From the records, pull out every line that contains the string "road", matching case exactly.

──────── Excerpted records

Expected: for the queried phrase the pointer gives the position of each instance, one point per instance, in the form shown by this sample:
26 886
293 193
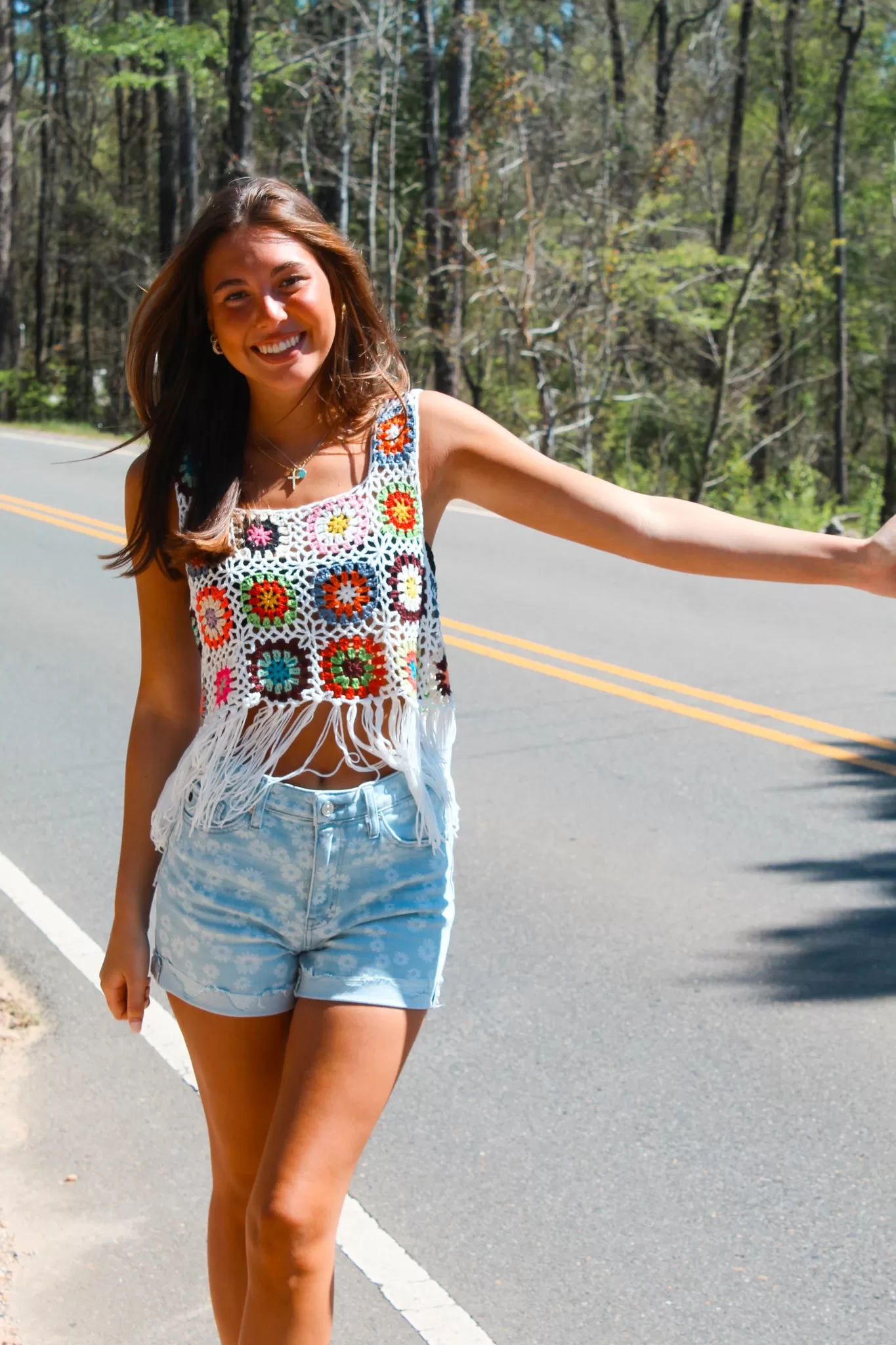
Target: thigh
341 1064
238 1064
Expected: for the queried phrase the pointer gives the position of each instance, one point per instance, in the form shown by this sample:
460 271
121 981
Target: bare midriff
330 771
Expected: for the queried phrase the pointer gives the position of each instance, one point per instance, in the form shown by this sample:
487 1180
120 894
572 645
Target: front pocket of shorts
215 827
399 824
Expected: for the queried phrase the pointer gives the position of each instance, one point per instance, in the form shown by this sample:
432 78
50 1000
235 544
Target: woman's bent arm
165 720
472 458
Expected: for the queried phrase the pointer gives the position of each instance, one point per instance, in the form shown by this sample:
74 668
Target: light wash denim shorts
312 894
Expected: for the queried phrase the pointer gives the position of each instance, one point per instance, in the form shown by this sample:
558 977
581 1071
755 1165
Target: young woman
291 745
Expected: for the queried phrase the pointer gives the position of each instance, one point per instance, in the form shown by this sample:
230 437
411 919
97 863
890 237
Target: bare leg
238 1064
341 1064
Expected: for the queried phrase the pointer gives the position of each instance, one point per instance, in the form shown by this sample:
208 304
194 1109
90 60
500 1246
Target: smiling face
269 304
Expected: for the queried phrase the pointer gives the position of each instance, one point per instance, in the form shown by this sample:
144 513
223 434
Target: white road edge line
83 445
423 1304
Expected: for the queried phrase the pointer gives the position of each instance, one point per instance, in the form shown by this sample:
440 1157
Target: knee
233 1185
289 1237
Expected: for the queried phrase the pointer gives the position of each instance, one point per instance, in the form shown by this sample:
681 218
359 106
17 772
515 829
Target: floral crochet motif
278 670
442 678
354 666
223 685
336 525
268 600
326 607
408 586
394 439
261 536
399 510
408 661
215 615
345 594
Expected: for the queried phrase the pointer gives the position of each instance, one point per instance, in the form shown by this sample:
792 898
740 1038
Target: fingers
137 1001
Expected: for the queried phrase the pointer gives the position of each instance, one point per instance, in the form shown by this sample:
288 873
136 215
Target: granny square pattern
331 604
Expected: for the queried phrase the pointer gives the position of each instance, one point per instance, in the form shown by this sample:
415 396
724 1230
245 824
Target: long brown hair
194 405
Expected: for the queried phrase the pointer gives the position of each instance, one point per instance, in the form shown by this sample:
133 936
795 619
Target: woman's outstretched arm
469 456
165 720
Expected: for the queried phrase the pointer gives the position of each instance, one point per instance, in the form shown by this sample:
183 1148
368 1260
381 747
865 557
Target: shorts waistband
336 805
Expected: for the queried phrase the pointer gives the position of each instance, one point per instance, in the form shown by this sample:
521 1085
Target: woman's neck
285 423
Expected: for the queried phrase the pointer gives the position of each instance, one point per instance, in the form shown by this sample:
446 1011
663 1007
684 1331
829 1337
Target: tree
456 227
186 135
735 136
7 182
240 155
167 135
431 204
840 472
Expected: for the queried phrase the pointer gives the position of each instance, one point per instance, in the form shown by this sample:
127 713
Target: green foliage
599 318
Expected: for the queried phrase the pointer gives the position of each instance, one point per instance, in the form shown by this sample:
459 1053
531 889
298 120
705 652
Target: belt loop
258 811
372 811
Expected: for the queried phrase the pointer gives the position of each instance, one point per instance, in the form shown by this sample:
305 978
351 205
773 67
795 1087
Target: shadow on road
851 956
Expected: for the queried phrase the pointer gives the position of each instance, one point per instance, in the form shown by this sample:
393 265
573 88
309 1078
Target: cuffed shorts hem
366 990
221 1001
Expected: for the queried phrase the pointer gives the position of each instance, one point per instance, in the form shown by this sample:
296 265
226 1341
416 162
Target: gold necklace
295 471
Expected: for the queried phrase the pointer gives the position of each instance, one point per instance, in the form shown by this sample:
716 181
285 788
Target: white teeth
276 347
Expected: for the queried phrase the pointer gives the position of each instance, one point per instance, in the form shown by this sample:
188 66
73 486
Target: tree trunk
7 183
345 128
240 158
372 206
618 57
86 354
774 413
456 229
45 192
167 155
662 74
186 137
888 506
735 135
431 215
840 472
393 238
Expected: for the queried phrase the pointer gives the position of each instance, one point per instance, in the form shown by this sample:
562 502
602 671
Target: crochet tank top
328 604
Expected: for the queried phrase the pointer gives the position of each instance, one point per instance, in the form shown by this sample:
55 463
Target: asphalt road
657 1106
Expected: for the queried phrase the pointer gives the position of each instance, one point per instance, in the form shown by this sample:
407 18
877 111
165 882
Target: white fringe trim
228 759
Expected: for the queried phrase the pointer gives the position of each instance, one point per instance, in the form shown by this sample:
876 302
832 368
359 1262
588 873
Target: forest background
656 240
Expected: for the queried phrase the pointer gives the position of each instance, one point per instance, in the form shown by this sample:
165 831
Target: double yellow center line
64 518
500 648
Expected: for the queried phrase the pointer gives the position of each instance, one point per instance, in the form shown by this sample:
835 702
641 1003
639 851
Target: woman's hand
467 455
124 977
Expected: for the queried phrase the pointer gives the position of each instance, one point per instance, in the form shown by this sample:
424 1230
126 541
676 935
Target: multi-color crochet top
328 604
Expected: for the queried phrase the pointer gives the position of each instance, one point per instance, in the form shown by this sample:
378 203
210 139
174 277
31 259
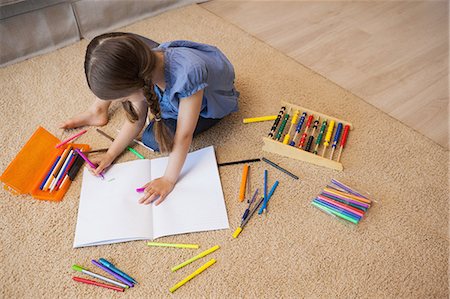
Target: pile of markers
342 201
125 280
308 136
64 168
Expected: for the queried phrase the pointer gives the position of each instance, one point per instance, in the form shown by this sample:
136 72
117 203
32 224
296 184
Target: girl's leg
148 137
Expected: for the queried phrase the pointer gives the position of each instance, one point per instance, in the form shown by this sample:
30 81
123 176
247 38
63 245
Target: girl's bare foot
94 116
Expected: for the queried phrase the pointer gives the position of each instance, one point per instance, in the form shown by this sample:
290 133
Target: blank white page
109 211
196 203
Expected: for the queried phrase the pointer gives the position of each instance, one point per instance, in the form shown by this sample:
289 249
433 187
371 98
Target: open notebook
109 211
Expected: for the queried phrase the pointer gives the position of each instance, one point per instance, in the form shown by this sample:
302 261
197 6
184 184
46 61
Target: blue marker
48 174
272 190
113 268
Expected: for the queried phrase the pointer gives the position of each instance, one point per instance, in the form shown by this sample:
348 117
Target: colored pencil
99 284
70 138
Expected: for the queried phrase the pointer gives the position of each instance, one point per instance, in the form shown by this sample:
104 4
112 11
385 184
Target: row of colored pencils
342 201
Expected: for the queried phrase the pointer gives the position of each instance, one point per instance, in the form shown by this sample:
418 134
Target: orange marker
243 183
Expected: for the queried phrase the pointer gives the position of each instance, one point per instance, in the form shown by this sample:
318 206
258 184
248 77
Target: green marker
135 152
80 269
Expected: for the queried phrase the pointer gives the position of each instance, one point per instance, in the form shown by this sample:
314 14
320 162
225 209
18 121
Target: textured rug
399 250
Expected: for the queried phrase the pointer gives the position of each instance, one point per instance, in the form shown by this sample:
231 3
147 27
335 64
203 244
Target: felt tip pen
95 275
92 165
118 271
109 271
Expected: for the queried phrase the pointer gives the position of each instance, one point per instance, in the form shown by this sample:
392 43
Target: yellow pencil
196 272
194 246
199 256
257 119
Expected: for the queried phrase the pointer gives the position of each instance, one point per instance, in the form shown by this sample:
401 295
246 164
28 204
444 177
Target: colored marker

────────────────

- [Result of the exercise]:
Target: white road edge line
Target: shadow on road
Target: asphalt road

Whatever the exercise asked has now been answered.